_Task_
Print the portion of the Hawaii missile alert text word for word, starting with "- The fired" and going on through "numerous death threats.".

Hawaii Missile Alert Worker Fired, Will Sue State for Defamation (khon2.com)
This week Hawaii finally fired the employee who issued a false missile alert warning to the entire state, while the head of the state's emergency management agency resigned, another official quit, and a fourth was suspended over the incident. But new details also emerged about the incident:
- After alerting workers on the wrong shift, the night supervisor "had started the drill by calling the day shift warning officers, who had not been told there was to be an exercise, and pretending to be U.S. Pacific Command," reports the Guardian, citing the FCC's investigation. The investigation confirmed that his script for the drill included the phrase "this is not a drill" (though it also began and ended with the words "exercise, exercise, exercise.")
- The New York Daily News reports that the warning officer missed those words "because someone in the office picked up the receiver instead of hitting the speaker." And he insists that "I'm really not to blame in this. It was a system failure. And I did what I was trained to do. I can't say that I would do anything differently based on what I saw and heard." His lawyer adds that "The place was a circus and they got their scapegoat... All that was missing were clowns and balloons."
- The fired worker now plans to sue the state of Hawaii for defamation, and possibly also for libel and slander, according to his lawyer, "because they lied about what happened." He also says that his client has already received numerous death threats.
- Washington Post audience editor says the incident happened "because Hawaii rewards incompetence," noting the employee behind the missile alert "had a history of performance problems and had been 'a source of concern,'" adding that the FCC reported that previously the employee "has confused real life events and drills on at least two separate occasions."
Sounds like this was a system failure with plenty of culpability at several levels, though it is, in the end, the essential responsibility of the agency head that his agency can do its job. And it appears there were previous symptoms of the systemic problems. It is well known that warning test messages should NOT be worded like a real warning message precisely because it causes confusion. It should be like "in place of this message you would have received a description of the threat..." etc. The test is to test the *delivery* of the message, in which case the message content does not matter other than it should do everything possible to not create the impression of an actual emergency. Tornado sirens, for example, are only tested on clear days.
I don't think the State of Hawaii said anything about the employee.
Drilling down from TFA, it appears the FCC and DoD were the ones that did.
In fact, this article says, "[t]he state has not identified the worker."

_Data_
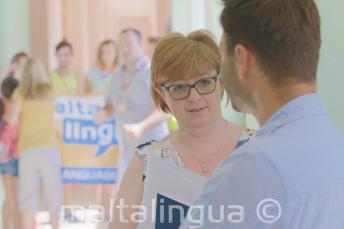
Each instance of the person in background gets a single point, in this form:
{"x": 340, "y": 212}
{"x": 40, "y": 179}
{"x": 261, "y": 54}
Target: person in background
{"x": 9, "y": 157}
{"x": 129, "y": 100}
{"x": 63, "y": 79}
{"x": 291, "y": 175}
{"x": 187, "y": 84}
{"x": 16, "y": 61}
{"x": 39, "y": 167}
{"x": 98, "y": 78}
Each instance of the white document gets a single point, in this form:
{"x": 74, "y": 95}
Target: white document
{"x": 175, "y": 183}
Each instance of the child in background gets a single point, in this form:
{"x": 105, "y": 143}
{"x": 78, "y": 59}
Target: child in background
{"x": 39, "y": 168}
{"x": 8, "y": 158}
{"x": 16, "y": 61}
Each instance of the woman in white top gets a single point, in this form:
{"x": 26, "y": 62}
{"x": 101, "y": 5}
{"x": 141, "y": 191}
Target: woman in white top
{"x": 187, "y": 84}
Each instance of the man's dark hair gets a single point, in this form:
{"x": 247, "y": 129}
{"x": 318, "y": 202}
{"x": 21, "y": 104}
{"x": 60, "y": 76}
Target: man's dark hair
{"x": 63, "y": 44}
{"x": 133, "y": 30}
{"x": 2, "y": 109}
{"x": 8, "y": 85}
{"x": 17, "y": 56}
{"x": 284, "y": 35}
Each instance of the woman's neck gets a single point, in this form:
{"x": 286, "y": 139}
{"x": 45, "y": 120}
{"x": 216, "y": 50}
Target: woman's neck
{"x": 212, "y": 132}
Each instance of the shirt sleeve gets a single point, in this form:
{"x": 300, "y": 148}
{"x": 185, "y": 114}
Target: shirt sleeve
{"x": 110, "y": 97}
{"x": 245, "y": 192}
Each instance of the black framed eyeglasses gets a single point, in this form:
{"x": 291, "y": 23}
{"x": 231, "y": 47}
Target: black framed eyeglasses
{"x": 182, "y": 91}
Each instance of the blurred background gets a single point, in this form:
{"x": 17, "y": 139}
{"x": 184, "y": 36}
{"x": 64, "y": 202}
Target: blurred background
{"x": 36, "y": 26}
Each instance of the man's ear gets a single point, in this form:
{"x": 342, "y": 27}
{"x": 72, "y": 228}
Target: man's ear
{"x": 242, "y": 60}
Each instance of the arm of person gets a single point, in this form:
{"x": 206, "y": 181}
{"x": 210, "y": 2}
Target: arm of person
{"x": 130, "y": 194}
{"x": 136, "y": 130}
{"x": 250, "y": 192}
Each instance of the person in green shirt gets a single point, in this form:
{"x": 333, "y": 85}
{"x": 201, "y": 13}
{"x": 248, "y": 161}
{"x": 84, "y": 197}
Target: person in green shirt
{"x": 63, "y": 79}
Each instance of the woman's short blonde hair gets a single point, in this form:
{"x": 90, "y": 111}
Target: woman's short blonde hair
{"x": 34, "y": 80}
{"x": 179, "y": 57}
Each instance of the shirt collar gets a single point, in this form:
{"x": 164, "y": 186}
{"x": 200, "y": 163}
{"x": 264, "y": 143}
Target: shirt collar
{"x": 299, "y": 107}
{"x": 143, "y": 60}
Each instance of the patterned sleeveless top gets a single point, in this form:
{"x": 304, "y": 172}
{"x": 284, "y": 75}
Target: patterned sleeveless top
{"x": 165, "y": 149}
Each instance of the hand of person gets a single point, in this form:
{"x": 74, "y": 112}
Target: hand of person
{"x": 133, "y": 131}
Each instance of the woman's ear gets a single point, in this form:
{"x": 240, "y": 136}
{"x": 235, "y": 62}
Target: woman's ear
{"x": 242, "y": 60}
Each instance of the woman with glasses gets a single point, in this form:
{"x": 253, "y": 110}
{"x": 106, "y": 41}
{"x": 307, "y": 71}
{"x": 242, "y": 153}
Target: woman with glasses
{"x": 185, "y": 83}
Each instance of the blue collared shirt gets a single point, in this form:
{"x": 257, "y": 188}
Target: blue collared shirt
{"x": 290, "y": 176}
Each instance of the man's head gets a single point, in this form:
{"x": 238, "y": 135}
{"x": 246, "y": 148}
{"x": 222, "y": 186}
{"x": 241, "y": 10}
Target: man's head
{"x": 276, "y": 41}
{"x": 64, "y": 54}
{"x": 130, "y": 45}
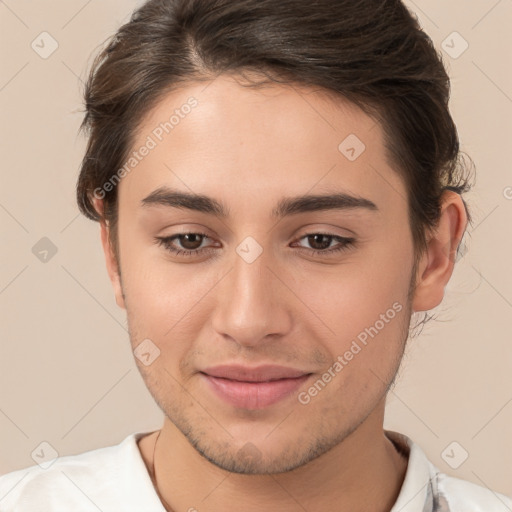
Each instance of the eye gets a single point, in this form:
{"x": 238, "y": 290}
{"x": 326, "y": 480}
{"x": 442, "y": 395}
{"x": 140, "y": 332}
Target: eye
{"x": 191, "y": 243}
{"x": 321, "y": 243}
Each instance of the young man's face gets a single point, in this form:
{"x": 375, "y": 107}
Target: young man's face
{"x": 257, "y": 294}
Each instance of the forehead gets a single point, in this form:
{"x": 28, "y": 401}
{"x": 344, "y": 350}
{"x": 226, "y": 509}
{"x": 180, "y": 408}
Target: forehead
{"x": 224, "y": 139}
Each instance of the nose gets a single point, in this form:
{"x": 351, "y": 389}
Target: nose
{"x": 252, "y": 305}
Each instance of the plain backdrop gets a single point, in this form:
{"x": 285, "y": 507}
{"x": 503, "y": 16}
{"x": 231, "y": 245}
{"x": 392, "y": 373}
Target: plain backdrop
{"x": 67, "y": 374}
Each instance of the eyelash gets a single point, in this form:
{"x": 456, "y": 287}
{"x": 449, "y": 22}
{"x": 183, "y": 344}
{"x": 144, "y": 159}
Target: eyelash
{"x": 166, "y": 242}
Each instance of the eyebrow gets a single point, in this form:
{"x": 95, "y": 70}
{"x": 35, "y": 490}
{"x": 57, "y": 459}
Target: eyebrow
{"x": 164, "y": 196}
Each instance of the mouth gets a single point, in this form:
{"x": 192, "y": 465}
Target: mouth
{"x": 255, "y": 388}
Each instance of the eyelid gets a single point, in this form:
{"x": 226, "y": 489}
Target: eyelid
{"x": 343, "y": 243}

_Answer section_
- The fired worker now plans to sue the state of Hawaii for defamation, and possibly also for libel and slander, according to his lawyer, "because they lied about what happened." He also says that his client has already received numerous death threats.